→ **Exercise description**
Reproduce the items from the line with "Get the bounding box for race" to the line with "[0, 151, 56, 195]", switching "paved path" to "paved trail" and leaving everything else unchanged.

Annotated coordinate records
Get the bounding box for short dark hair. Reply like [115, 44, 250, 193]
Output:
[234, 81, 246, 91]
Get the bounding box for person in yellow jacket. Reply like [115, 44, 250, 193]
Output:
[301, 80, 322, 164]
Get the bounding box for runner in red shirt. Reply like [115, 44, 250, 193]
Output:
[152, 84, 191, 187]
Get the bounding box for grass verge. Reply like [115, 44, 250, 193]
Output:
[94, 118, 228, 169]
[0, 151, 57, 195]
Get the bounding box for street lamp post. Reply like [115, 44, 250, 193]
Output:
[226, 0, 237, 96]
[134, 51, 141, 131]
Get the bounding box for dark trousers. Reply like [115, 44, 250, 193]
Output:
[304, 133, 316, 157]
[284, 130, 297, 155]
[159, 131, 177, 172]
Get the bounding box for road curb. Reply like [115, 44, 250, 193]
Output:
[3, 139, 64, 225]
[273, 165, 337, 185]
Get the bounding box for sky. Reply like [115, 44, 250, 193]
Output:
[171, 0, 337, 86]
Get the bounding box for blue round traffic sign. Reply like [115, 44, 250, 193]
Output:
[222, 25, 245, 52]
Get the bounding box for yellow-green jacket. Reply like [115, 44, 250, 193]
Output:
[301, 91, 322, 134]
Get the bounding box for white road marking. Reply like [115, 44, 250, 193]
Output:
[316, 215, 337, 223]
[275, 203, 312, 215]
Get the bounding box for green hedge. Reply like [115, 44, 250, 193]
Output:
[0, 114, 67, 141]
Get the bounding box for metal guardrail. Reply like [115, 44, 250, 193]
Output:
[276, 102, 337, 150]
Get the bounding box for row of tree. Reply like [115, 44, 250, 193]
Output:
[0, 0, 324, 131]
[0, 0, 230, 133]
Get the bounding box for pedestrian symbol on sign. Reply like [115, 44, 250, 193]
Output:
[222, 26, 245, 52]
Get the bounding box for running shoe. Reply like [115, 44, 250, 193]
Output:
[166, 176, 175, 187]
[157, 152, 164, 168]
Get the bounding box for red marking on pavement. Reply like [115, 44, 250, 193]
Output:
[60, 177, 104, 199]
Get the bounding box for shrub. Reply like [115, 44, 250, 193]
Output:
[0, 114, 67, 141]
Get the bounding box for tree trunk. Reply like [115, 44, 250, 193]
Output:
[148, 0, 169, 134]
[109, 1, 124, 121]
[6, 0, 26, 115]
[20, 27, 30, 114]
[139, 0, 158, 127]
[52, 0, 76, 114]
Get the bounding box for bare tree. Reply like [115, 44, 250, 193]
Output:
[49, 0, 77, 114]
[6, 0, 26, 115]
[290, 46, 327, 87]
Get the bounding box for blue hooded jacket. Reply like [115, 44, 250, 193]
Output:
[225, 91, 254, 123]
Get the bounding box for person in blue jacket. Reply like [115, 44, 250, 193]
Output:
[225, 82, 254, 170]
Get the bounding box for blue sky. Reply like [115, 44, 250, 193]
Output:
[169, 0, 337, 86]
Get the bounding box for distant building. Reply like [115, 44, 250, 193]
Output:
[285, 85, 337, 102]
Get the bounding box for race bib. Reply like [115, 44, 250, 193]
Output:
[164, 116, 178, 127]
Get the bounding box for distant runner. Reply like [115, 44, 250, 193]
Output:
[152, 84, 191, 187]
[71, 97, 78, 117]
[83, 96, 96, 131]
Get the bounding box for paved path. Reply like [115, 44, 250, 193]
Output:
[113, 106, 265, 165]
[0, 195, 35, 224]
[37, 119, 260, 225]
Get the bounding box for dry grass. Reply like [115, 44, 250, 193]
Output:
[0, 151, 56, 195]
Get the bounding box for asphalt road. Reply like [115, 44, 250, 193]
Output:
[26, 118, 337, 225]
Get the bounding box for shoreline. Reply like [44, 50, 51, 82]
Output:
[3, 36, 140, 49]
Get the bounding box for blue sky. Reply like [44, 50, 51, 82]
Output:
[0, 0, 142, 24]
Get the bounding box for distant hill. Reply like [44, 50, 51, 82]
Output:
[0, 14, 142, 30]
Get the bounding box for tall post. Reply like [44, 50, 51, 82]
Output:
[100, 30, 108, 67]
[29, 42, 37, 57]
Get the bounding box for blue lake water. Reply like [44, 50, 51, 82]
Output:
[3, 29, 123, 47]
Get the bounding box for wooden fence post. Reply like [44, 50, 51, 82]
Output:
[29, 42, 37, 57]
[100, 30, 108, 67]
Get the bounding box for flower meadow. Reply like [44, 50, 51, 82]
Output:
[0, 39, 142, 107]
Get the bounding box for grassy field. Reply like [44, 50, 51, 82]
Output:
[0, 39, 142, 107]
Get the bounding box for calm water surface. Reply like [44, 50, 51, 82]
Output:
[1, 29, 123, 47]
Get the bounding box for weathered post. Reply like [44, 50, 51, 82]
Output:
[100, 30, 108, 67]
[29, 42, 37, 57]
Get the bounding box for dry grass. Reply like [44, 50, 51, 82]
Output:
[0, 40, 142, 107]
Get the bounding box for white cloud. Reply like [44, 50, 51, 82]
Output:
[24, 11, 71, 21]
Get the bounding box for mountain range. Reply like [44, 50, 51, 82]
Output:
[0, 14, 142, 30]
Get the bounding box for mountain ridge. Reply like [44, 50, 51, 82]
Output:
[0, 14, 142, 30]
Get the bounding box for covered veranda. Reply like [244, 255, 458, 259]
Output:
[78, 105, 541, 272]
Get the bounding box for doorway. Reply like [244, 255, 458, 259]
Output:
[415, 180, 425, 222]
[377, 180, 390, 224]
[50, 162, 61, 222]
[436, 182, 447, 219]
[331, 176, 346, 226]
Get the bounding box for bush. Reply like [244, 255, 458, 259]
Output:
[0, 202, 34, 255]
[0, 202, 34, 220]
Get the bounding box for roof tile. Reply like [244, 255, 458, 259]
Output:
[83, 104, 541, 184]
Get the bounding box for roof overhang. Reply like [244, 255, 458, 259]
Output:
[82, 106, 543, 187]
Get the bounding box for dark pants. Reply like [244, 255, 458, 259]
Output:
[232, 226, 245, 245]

→ **Expected answer**
Get the bounding box for race bib. Reply like [115, 44, 250, 193]
Output:
[164, 116, 178, 127]
Get the bounding box for distant runner. Reply like [115, 44, 250, 193]
Output:
[152, 84, 191, 187]
[71, 97, 78, 117]
[83, 96, 96, 131]
Get the bounding box for paved trail. Reply like [115, 44, 250, 193]
Output:
[113, 106, 265, 165]
[0, 195, 35, 224]
[37, 119, 260, 225]
Get the bounding box for dry grass. Reply like [115, 44, 250, 193]
Output:
[0, 151, 56, 195]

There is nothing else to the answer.